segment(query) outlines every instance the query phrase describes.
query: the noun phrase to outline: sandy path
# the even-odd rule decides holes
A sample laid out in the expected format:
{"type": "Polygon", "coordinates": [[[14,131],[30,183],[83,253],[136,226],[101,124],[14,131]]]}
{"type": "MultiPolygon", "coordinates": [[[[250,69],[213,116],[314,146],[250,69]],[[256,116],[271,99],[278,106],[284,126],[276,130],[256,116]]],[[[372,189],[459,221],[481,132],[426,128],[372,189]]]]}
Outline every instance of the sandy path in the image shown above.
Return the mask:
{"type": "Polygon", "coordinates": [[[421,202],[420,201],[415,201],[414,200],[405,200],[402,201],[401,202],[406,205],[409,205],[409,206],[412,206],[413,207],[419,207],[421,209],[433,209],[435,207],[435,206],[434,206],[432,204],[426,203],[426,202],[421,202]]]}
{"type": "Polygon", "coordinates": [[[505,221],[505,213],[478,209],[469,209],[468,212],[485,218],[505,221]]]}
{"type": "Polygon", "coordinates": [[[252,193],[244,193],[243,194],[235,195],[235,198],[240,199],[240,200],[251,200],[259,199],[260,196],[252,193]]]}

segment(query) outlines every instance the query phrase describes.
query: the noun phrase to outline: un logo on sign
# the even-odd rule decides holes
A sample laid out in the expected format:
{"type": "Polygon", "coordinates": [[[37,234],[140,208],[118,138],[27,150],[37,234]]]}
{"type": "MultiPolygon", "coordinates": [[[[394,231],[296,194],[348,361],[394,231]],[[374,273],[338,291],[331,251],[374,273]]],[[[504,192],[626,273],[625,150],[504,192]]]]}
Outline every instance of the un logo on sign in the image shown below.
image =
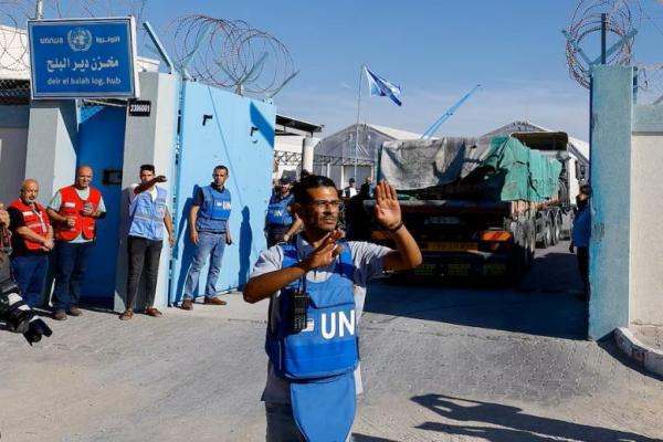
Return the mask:
{"type": "Polygon", "coordinates": [[[72,29],[66,33],[70,48],[75,52],[84,52],[92,46],[92,33],[83,28],[72,29]]]}

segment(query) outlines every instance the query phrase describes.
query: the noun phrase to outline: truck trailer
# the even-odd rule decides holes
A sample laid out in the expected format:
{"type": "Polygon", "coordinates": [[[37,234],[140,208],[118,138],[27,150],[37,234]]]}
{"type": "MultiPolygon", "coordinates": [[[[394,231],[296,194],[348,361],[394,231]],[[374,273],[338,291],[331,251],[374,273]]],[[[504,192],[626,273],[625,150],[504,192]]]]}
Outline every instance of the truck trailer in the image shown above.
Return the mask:
{"type": "MultiPolygon", "coordinates": [[[[537,245],[570,235],[578,183],[565,133],[388,141],[378,165],[421,248],[417,276],[517,281],[537,245]]],[[[377,224],[371,240],[390,245],[377,224]]]]}

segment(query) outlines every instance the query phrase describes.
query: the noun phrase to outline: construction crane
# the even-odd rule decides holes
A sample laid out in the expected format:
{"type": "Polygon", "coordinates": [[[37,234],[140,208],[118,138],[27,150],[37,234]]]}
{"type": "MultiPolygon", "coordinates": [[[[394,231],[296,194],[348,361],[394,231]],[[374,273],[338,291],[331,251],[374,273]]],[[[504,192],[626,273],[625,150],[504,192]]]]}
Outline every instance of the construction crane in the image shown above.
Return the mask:
{"type": "Polygon", "coordinates": [[[459,107],[461,107],[463,105],[463,103],[465,103],[467,101],[467,98],[470,98],[472,96],[472,94],[474,94],[476,92],[476,90],[480,87],[481,87],[481,84],[477,84],[476,86],[474,86],[472,88],[472,91],[466,93],[453,106],[451,106],[449,109],[446,109],[446,112],[444,114],[442,114],[442,116],[440,118],[438,118],[435,120],[435,123],[433,123],[431,125],[431,127],[425,129],[425,131],[423,133],[423,135],[421,136],[420,139],[431,138],[433,135],[435,135],[435,133],[440,129],[440,126],[442,126],[442,124],[444,122],[446,122],[459,109],[459,107]]]}

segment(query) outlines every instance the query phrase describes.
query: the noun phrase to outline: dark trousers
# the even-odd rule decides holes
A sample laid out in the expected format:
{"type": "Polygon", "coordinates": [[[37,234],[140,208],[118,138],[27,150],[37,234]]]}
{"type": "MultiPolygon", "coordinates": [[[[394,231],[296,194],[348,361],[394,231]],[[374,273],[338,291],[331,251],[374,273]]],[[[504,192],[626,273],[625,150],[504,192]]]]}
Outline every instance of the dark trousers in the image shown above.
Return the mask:
{"type": "Polygon", "coordinates": [[[14,256],[11,259],[17,284],[21,287],[22,297],[30,307],[36,307],[41,301],[46,272],[49,270],[49,256],[14,256]]]}
{"type": "Polygon", "coordinates": [[[57,241],[55,244],[55,291],[53,292],[55,309],[66,311],[78,305],[81,285],[93,246],[94,241],[57,241]]]}
{"type": "Polygon", "coordinates": [[[129,272],[127,275],[127,308],[134,308],[138,295],[140,276],[145,273],[145,305],[155,304],[157,293],[157,277],[159,275],[159,259],[164,241],[147,240],[145,238],[129,236],[129,272]],[[144,272],[145,271],[145,272],[144,272]]]}
{"type": "Polygon", "coordinates": [[[578,270],[582,280],[582,293],[589,299],[589,248],[577,248],[578,270]]]}

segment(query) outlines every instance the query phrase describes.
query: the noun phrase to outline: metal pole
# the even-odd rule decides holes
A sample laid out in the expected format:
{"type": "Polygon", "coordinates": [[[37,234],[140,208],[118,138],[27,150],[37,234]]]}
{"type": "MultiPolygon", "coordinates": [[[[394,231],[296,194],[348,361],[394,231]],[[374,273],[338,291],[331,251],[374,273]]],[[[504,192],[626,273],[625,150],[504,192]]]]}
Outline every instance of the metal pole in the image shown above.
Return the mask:
{"type": "MultiPolygon", "coordinates": [[[[361,64],[361,69],[359,69],[359,94],[357,98],[357,125],[355,127],[355,173],[352,176],[355,180],[357,180],[357,151],[359,150],[359,112],[361,109],[361,80],[364,78],[364,69],[365,65],[361,64]]],[[[345,182],[343,182],[341,185],[345,185],[345,182]]]]}
{"type": "Polygon", "coordinates": [[[44,19],[44,0],[36,0],[36,4],[34,7],[34,19],[35,20],[44,19]]]}
{"type": "Polygon", "coordinates": [[[157,52],[159,53],[159,55],[161,56],[161,59],[168,66],[168,73],[172,74],[175,72],[175,65],[172,64],[172,60],[170,60],[170,56],[168,56],[168,52],[166,52],[166,48],[164,48],[164,44],[161,44],[161,41],[157,36],[157,33],[152,29],[151,24],[149,24],[149,22],[146,21],[145,23],[143,23],[143,28],[145,28],[145,31],[147,31],[147,35],[151,39],[155,48],[157,49],[157,52]]]}
{"type": "Polygon", "coordinates": [[[601,64],[606,64],[606,32],[608,30],[608,14],[601,14],[601,64]]]}

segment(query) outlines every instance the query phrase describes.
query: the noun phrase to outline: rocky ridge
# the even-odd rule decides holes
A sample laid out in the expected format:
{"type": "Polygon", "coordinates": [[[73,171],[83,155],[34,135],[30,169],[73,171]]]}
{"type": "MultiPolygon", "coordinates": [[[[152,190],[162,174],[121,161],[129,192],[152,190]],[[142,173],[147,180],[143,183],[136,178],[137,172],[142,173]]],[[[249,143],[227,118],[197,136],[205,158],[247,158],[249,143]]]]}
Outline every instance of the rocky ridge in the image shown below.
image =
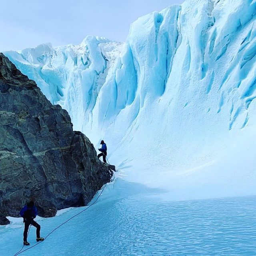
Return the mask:
{"type": "Polygon", "coordinates": [[[86,205],[114,167],[74,131],[67,112],[0,54],[0,224],[33,199],[43,217],[86,205]]]}

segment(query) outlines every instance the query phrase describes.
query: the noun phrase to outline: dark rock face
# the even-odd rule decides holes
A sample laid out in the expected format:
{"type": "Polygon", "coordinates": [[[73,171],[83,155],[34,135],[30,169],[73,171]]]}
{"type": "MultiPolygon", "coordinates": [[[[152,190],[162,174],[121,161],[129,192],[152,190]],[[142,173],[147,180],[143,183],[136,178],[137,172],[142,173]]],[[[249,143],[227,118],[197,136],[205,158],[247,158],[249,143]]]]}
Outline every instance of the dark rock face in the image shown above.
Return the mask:
{"type": "Polygon", "coordinates": [[[67,112],[0,54],[0,224],[29,200],[39,215],[86,205],[110,181],[88,139],[67,112]]]}

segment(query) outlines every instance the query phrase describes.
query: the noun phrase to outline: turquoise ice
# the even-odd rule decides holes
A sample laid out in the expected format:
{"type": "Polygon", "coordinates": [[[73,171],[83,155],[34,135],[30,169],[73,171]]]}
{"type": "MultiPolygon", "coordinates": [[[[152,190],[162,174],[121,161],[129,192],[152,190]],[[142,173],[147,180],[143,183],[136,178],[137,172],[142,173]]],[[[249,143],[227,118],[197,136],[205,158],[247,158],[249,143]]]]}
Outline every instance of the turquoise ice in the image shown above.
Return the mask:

= = = = = = =

(Requirements)
Collect every line in the items that contains the string "truck", matching case exactly.

(Answer to this task)
query: the noun phrase to outline: truck trailer
Outline every instance of the truck trailer in the image shown above.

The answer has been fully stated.